Have you tried marking only spark-streaming-kinesis-asl as not provided,
and the rest as provided? Then you will not even need to add
kinesis-asl.jar in the spark-submit.

TD

On Tue, Apr 14, 2015 at 2:27 PM, Mike Trienis <mike.trie...@orcsol.com>
wrote:

> Richard,
>
> You response was very helpful and actually resolved my issue. In case
> others run into a similar issue,  I followed the procedure:
>
>    - Upgraded to spark 1.3.0
>    - Add all spark related libraries are "provided"
>    - Include spark transitive library dependencies
>
> where my build.sbt file
>
> libraryDependencies ++= {
>   Seq(
>         "org.apache.spark" %% "spark-core" % "1.3.0" % "provided",
>         "org.apache.spark" %% "spark-streaming" % "1.3.0" % "provided",
>         "org.apache.spark" %% "spark-streaming-kinesis-asl" % "1.3.0" %
> "provided",
>         "joda-time" % "joda-time" % "2.2",
>         "org.joda" % "joda-convert" % "1.2",
>         "com.amazonaws" % "aws-java-sdk" % "1.8.3",
>         "com.amazonaws" % "amazon-kinesis-client" % "1.2.0")
>
> and submitting a spark job can done via
>
> sh ./spark-1.3.0-bin-cdh4/bin/spark-submit --jars
> spark-streaming-kinesis-asl_2.10-1.3.0.jar --verbose --class
> com.xxx.MyClass target/scala-2.10/xxx-assembly-0.1-SNAPSHOT.jar
>
> Thanks again Richard!
>
> Cheers Mike.
>
>
> On Tue, Apr 14, 2015 at 11:01 AM, Richard Marscher <
> rmarsc...@localytics.com> wrote:
>
>> Hi,
>>
>> I've gotten an application working with sbt-assembly and spark, thought
>> I'd present an option. In my experience, trying to bundle any of the Spark
>> libraries in your uber jar is going to be a major pain. There will be a lot
>> of deduplication to work through and even if you resolve them it can be
>> easy to do it incorrectly. I considered it an intractable problem. So the
>> alternative is to not include those jars in your uber jar. For this to work
>> you will need the same libraries on the classpath of your Spark cluster and
>> your driver program (if you are running that as an application and not just
>> using spark-submit).
>>
>> As for your NoClassDefFoundError, you either are missing Joda Time in
>> your runtime classpath or have conflicting versions. It looks like
>> something related to AWS wants to use it. Check your uber jar to see if its
>> including the org/joda/time as well as the classpath of your spark cluster.

## Provided information
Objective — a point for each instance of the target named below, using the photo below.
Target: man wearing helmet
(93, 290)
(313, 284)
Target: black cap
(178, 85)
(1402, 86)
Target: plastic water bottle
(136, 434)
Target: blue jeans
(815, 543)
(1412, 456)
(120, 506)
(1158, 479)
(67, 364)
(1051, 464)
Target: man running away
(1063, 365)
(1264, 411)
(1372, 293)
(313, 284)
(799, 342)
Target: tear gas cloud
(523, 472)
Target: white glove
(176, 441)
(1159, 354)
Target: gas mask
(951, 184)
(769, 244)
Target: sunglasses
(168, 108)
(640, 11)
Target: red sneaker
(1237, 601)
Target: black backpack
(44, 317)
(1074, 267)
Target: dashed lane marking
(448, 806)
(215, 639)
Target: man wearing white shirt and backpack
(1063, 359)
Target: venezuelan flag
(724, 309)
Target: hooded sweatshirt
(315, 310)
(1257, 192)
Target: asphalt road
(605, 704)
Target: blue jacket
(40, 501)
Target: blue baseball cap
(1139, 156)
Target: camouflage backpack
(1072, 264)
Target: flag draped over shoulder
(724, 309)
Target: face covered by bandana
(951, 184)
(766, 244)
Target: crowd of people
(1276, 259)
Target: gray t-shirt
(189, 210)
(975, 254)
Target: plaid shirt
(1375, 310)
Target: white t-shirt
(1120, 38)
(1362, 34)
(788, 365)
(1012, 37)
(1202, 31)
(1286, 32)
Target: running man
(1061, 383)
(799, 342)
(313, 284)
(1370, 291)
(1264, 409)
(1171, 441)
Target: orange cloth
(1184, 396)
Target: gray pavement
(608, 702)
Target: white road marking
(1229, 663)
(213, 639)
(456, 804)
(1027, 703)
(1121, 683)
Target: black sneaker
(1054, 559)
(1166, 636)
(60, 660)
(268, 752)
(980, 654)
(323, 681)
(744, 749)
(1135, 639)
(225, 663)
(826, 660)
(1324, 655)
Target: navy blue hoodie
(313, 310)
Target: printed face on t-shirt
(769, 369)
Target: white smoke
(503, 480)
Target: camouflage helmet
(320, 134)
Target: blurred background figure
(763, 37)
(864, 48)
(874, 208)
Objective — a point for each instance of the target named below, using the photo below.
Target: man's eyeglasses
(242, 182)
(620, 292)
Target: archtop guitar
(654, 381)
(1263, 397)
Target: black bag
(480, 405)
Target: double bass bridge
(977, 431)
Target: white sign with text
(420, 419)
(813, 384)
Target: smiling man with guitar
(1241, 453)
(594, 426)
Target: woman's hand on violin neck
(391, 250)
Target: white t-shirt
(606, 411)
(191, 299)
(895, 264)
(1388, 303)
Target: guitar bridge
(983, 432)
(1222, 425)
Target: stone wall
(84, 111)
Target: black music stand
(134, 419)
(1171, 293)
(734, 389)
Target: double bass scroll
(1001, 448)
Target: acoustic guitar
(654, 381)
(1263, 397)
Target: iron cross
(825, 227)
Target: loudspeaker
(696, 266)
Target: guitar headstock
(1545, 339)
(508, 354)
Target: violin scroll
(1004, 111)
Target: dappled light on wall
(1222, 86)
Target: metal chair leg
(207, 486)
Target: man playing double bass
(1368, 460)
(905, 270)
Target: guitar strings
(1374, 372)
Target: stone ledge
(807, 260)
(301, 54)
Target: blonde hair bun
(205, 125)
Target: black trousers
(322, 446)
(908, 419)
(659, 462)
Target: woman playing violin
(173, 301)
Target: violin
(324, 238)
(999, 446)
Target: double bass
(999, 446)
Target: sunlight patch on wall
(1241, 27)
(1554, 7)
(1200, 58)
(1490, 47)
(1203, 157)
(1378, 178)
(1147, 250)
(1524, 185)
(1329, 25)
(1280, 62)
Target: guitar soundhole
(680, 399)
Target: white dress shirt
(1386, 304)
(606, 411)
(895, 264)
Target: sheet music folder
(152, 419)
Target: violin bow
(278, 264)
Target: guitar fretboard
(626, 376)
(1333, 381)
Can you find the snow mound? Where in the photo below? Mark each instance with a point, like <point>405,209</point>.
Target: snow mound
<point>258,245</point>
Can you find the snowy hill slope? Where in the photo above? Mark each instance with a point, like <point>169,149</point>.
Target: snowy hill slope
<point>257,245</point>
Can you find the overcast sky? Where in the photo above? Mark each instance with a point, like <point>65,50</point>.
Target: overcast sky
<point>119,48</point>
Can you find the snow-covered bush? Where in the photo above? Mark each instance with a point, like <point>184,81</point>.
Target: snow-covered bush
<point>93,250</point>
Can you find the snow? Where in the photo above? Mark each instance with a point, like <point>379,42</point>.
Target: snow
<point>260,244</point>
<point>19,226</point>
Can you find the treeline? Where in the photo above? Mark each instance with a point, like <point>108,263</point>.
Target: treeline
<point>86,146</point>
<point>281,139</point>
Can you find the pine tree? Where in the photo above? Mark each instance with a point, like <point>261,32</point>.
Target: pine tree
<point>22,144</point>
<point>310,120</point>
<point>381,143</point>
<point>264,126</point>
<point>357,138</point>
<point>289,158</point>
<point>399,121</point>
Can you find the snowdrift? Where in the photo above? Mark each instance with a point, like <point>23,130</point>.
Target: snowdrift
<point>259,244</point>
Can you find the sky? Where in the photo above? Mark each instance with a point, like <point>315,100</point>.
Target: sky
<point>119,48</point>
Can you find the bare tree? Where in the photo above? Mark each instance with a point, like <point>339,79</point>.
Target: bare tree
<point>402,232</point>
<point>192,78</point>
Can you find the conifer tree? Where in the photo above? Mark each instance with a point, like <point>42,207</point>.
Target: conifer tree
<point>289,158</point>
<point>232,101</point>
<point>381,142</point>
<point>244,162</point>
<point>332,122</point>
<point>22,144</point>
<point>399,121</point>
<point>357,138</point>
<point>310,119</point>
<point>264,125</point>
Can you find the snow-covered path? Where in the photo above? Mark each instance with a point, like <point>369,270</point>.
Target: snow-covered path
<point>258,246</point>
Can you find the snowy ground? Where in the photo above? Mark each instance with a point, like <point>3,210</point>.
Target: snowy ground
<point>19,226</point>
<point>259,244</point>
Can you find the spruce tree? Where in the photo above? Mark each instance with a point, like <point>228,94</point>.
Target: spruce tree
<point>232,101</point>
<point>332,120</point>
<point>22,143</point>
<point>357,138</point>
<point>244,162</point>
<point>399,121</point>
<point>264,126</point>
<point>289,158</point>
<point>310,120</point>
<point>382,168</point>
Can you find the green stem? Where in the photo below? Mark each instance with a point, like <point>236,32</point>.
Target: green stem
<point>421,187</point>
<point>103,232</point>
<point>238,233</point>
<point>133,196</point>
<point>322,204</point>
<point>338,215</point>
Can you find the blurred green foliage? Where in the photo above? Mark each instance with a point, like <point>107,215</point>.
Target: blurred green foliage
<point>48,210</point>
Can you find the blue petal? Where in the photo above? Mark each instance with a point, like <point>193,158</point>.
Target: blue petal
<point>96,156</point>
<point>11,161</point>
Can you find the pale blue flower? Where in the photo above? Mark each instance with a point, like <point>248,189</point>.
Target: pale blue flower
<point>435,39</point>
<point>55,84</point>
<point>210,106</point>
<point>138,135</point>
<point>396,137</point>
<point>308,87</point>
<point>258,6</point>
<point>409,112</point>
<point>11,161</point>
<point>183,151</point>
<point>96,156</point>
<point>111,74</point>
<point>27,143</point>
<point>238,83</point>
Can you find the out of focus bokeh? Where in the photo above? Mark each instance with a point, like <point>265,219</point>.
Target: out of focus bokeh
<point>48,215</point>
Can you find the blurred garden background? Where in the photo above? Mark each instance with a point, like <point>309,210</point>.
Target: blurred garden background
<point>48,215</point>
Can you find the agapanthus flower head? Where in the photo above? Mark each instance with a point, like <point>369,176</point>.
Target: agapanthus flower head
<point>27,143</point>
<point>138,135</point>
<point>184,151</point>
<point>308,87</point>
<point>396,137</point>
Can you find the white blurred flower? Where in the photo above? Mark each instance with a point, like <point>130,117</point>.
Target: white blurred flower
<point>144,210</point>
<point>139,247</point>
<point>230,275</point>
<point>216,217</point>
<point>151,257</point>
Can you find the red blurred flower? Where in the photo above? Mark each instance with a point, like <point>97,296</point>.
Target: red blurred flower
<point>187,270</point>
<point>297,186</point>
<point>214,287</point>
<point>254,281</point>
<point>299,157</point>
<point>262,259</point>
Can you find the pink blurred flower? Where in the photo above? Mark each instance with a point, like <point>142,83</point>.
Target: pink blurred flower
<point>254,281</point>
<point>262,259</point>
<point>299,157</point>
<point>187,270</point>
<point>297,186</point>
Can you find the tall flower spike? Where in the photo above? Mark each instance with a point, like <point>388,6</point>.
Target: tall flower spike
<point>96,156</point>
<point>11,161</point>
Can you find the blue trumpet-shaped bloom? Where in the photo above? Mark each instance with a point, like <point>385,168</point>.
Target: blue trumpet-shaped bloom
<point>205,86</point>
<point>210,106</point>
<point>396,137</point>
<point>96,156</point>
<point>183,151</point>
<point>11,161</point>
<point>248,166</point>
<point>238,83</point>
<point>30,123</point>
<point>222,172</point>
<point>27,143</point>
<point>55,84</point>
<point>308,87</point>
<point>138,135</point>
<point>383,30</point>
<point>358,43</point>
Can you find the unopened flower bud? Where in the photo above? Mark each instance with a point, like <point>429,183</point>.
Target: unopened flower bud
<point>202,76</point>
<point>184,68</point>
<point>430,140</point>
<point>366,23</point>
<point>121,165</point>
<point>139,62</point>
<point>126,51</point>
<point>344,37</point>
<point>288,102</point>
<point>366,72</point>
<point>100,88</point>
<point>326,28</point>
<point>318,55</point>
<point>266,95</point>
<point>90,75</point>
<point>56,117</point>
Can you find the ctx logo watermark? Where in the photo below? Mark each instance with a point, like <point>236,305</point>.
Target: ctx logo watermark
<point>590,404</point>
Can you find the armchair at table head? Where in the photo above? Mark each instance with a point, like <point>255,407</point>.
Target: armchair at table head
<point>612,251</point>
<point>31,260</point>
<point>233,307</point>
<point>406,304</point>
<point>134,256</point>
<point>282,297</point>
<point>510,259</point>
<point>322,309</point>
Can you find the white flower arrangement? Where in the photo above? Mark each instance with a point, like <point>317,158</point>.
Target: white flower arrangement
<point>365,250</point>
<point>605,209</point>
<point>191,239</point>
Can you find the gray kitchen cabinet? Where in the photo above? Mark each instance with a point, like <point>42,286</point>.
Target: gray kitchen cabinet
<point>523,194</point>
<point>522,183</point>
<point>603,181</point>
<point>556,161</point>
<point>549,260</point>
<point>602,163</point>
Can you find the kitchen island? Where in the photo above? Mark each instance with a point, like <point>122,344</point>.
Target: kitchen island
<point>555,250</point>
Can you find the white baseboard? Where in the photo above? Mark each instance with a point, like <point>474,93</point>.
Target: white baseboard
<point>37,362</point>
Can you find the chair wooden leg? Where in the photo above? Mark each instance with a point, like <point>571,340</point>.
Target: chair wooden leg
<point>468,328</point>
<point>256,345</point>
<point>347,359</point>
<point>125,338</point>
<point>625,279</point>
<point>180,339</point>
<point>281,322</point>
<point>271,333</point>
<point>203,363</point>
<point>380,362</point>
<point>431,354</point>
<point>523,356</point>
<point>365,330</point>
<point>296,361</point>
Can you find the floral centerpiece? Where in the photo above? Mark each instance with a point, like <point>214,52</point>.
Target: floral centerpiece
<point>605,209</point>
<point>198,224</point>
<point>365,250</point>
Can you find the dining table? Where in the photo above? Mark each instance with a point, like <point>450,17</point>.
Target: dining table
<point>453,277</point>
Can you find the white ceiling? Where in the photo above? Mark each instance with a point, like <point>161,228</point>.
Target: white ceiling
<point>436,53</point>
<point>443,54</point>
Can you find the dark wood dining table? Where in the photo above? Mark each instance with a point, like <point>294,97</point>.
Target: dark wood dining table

## What you will do
1. From the build.sbt file quoted in the Spark thread, list every dependency whose line is not marked "provided".
2. Please change "provided" to "bundled" in the Spark thread between "Have you tried" and "in the spark-submit.", inclusive, and give that passage again.
The records are separate material, unrelated to the Spark thread.

## Replies
1.
joda-time
joda-convert
aws-java-sdk
amazon-kinesis-client

2.
Have you tried marking only spark-streaming-kinesis-asl as not bundled,
and the rest as bundled? Then you will not even need to add
kinesis-asl.jar in the spark-submit.